Liste des consignes:
- A) D'après le texte sur l'identité, pourquoi la notion d'identité pourrait-elle relever de l'univers psychologique ? Répondez en une à trois phrases.
- B) Recopiez mot pour mot le passage du texte sur l'identité qui commence par les mots contenant « De l’identité » et se termine par « recouvrir de réel ? ».

Couverture de HERM_080

Article de revue

De l’identité

Pages 80 à 86

1S’il y a bien un vocable dont on ignore s’il relève d’une catégorie conceptuelle, d’un simple apparat lexical ou d’un champ métaphorique, c’est celui d’identité. La confusion sémantique le concernant ne s’arrête pas là. À quel univers appartient-il ? Philosophique comme Aristote l’atteste dès les débuts de l’histoire de la philosophie ? Anthropologique, saisi qu’il se trouve par tous les ethnologues dont la tâche consiste à décrire des sociétés et des cultures qu’il faut bien identifier en tant que telles ? Psychologique, en cela que chaque personne est légitimement conduite à se demander qui elle peut bien être ? Ontologique, si tant est qu’on soit fondé à admettre définitivement qu’une chose est bien ce qu’elle est et non une autre chose ? Nominaliste, s’il advenait que l’identité ne soit finalement qu’un mot appelé à ne rien recouvrir de réel ?

Données fournies:
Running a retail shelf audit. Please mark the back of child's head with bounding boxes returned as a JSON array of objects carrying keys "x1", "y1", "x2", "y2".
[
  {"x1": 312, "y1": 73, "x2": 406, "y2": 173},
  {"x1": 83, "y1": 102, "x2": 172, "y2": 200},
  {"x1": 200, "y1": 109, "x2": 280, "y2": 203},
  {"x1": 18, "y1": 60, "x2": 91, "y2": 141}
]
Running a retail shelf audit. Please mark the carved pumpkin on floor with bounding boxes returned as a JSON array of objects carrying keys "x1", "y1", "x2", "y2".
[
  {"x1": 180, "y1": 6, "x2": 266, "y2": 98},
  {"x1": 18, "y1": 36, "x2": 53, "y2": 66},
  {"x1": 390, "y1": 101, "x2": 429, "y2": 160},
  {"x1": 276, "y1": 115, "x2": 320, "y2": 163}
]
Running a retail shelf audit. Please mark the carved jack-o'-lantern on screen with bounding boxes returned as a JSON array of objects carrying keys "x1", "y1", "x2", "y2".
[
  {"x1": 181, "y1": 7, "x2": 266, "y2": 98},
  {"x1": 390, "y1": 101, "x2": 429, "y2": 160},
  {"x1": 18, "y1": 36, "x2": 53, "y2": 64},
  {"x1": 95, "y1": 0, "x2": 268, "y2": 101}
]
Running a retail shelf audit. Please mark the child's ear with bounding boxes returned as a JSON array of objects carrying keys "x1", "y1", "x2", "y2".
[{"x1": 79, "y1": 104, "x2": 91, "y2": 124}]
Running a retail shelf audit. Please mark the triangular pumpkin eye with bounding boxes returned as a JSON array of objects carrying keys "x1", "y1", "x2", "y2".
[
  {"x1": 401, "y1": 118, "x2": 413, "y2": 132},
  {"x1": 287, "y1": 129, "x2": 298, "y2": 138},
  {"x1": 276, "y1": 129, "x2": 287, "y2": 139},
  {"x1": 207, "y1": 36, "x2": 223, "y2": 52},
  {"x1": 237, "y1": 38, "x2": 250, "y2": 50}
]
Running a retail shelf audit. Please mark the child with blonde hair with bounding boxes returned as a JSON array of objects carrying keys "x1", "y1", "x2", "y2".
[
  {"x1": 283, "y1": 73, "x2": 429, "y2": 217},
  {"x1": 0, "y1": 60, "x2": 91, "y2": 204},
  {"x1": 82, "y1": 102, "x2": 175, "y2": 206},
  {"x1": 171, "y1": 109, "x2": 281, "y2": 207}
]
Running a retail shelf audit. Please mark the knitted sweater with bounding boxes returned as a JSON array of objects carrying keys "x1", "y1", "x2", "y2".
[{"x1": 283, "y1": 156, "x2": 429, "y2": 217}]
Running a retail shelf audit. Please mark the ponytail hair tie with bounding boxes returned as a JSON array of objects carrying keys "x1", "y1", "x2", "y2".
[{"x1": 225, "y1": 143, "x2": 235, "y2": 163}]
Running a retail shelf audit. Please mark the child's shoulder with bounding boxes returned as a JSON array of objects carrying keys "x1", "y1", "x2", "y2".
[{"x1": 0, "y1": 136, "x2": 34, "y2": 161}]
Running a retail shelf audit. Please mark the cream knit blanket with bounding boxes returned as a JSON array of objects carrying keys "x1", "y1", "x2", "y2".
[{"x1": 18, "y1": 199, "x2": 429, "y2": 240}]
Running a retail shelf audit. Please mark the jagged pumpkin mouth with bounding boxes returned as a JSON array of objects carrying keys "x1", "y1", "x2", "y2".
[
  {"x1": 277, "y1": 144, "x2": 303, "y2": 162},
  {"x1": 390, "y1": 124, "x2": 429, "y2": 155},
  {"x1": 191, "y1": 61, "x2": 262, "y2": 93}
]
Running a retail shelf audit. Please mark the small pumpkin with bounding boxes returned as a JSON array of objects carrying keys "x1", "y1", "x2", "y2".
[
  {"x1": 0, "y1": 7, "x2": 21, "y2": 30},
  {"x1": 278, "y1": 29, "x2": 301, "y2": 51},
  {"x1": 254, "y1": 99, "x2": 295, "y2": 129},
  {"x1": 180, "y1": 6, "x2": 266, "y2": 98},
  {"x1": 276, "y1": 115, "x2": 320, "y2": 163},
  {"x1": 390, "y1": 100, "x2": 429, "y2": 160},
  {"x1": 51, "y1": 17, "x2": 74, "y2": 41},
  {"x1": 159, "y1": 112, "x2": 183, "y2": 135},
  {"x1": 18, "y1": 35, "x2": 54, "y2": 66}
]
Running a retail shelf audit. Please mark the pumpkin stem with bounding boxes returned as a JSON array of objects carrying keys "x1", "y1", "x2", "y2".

Corrigé des exercices:
- A) Elle pourrait relever de l'univers psychologique parce que chaque personne est légitimement conduite à se demander qui elle peut bien être.

- B)
De l’identité

Pages 80 à 86

1S’il y a bien un vocable dont on ignore s’il relève d’une catégorie conceptuelle, d’un simple apparat lexical ou d’un champ métaphorique, c’est celui d’identité. La confusion sémantique le concernant ne s’arrête pas là. À quel univers appartient-il ? Philosophique comme Aristote l’atteste dès les débuts de l’histoire de la philosophie ? Anthropologique, saisi qu’il se trouve par tous les ethnologues dont la tâche consiste à décrire des sociétés et des cultures qu’il faut bien identifier en tant que telles ? Psychologique, en cela que chaque personne est légitimement conduite à se demander qui elle peut bien être ? Ontologique, si tant est qu’on soit fondé à admettre définitivement qu’une chose est bien ce qu’elle est et non une autre chose ? Nominaliste, s’il advenait que l’identité ne soit finalement qu’un mot appelé à ne rien recouvrir de réel ?